====== Exercise data ======

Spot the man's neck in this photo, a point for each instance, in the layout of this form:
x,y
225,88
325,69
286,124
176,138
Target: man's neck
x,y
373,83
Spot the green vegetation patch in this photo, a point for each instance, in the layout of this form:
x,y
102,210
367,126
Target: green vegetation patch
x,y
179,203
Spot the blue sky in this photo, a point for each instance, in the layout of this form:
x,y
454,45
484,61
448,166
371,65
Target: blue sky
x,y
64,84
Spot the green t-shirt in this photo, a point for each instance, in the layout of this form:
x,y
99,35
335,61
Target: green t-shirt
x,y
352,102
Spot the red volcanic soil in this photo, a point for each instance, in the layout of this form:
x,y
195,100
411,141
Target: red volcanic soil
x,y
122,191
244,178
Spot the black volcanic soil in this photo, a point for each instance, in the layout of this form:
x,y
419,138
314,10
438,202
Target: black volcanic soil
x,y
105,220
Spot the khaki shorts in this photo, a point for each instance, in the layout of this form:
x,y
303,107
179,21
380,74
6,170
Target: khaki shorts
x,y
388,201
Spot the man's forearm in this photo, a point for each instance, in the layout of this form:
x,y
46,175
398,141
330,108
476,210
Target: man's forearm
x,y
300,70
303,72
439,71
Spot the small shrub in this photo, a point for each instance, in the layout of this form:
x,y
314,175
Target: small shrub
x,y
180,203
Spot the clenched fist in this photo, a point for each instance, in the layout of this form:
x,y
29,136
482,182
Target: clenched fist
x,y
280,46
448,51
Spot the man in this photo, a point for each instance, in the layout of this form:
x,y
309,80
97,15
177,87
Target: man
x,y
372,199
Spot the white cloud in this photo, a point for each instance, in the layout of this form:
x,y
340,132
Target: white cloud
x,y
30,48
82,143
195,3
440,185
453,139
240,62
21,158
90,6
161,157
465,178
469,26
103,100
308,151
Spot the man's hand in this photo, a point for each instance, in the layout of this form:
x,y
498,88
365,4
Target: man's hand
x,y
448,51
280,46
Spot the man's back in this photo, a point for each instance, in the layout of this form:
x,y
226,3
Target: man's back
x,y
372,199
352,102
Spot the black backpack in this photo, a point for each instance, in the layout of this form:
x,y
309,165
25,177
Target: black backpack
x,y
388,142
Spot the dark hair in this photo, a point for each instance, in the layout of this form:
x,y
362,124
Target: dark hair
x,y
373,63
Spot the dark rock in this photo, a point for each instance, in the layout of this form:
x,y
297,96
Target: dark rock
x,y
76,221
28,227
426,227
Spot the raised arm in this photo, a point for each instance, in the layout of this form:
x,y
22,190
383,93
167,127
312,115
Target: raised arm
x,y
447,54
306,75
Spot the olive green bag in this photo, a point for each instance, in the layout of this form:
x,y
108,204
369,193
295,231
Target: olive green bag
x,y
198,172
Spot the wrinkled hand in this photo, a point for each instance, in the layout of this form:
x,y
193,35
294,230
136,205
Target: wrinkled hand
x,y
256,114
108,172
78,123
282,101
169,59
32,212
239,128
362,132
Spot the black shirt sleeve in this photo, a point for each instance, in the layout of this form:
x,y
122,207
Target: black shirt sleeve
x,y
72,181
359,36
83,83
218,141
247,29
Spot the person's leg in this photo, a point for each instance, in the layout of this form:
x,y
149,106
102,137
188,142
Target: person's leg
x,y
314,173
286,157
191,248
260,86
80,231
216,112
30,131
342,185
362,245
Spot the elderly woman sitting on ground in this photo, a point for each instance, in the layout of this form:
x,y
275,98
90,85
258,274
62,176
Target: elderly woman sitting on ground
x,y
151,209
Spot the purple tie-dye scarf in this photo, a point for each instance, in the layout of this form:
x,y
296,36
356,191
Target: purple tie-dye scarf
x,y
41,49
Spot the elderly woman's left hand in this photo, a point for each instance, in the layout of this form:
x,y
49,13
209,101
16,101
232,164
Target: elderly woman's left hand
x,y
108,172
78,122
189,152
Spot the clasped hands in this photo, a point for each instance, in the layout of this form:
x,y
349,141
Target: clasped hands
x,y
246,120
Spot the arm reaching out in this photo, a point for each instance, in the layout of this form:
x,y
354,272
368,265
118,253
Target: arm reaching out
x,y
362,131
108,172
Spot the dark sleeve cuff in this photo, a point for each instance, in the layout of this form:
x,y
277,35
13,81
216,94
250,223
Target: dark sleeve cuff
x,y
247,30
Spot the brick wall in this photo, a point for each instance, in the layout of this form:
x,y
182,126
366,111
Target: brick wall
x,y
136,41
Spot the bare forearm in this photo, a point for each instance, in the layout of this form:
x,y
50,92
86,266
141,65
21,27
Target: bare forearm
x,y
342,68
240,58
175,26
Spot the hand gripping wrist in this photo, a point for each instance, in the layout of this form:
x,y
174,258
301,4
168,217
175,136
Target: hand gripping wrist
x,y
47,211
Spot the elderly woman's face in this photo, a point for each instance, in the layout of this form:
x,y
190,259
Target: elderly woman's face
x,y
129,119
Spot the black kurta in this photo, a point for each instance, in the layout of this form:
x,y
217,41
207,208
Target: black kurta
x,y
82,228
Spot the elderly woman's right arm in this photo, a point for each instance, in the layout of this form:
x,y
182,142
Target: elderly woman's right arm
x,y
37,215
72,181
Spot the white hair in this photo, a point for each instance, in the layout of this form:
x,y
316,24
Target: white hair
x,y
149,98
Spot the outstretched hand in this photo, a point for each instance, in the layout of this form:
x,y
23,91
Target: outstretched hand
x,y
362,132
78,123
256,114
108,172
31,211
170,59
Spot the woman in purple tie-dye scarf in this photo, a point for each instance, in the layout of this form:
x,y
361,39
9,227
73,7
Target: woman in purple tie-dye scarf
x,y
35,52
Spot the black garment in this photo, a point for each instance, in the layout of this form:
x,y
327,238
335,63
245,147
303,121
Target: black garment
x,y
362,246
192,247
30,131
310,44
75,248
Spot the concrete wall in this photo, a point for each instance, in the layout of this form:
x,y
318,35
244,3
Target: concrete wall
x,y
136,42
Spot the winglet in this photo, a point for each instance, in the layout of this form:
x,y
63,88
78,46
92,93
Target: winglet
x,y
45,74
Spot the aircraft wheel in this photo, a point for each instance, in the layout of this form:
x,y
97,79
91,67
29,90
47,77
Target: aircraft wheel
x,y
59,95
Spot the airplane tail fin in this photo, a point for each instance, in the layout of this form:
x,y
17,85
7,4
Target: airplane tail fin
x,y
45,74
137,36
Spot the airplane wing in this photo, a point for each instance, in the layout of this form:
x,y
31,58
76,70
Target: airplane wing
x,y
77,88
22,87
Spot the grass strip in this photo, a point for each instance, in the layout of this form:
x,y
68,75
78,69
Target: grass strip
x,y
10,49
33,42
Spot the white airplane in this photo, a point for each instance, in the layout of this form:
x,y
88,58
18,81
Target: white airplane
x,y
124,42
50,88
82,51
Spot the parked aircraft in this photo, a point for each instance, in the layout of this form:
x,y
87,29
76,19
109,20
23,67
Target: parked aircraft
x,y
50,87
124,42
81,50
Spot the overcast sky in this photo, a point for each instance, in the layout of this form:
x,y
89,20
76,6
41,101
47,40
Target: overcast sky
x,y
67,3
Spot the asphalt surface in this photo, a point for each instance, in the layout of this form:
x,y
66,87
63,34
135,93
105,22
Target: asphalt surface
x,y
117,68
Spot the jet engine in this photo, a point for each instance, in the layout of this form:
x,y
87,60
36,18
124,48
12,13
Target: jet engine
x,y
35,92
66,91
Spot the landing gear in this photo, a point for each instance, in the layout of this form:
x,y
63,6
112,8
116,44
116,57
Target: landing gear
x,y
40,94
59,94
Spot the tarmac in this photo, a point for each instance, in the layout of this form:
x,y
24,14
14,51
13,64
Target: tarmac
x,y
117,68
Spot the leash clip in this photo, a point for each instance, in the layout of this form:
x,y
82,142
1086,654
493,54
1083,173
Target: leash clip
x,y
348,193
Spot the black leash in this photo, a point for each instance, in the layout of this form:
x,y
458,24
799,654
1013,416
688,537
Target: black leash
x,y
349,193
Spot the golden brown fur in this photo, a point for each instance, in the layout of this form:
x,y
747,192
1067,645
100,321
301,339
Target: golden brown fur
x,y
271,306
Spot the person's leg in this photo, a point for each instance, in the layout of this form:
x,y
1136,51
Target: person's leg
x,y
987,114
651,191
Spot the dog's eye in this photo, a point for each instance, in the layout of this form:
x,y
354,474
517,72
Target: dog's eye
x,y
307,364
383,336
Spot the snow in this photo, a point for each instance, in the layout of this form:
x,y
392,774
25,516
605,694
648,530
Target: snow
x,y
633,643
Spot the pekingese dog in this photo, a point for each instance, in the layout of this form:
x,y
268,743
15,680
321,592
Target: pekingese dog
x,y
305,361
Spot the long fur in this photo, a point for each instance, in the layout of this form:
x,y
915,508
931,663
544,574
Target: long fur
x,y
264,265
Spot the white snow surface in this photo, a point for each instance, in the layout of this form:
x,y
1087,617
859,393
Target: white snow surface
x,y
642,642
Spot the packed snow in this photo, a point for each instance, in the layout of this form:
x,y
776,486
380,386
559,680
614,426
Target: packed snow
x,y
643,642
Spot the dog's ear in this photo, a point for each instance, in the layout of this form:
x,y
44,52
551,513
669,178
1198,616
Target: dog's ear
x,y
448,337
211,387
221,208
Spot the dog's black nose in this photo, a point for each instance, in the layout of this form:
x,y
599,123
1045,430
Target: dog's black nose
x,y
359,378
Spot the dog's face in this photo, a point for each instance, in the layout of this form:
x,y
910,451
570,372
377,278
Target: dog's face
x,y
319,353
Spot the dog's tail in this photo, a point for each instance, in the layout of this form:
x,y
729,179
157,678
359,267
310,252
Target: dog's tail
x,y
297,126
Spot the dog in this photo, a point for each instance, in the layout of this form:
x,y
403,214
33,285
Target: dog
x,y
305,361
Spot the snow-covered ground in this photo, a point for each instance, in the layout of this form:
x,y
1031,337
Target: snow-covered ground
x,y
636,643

======

→ **Description of the task**: Nothing but the lines from the one with "Spot the dog's face" through the last line should be repeated, each exactly as it stands.

→ **Solved exercise**:
Spot the dog's face in this photo, a point for each instance, in the layout of this form:
x,y
910,451
570,372
377,278
Target: dog's face
x,y
319,353
Spot the dog's tail in this photo, a point for each instance, in the layout of this form:
x,y
729,179
157,678
359,267
310,252
Target: dog's tail
x,y
297,126
Spot the dog in this photo, a point for each instance, in the layout of this form:
x,y
403,214
33,285
Target: dog
x,y
305,361
Spot the snow-covered ground in this photo, a point for each instance, in the layout of this form:
x,y
1031,337
Target: snow-covered ground
x,y
636,643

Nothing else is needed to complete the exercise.